**STATED GOAL**
Copy every one of the following records line for line, changing nothing.

◇ ◇ ◇ ◇ ◇ ◇ ◇

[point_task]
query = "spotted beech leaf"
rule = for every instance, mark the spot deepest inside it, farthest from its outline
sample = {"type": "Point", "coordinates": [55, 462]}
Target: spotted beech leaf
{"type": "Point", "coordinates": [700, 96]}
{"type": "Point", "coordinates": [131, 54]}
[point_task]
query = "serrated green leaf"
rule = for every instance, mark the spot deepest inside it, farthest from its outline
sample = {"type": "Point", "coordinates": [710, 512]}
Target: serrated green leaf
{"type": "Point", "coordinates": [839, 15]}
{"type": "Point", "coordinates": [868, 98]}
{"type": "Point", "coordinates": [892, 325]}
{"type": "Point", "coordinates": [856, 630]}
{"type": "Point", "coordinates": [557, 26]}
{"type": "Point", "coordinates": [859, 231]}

◇ ◇ ◇ ◇ ◇ ◇ ◇

**RESULT OF THE TASK**
[point_task]
query = "spotted beech leaf"
rule = for every instance, mark the spot deepest inside it, farthest from its outline
sample = {"type": "Point", "coordinates": [55, 462]}
Target: spotted beech leaf
{"type": "Point", "coordinates": [700, 96]}
{"type": "Point", "coordinates": [131, 54]}
[point_task]
query = "serrated green leaf"
rule = for every instance, mark the spot deepest inside it, farthest from its outline
sample = {"type": "Point", "coordinates": [710, 512]}
Target: serrated green leaf
{"type": "Point", "coordinates": [839, 15]}
{"type": "Point", "coordinates": [868, 98]}
{"type": "Point", "coordinates": [892, 325]}
{"type": "Point", "coordinates": [856, 630]}
{"type": "Point", "coordinates": [557, 26]}
{"type": "Point", "coordinates": [859, 231]}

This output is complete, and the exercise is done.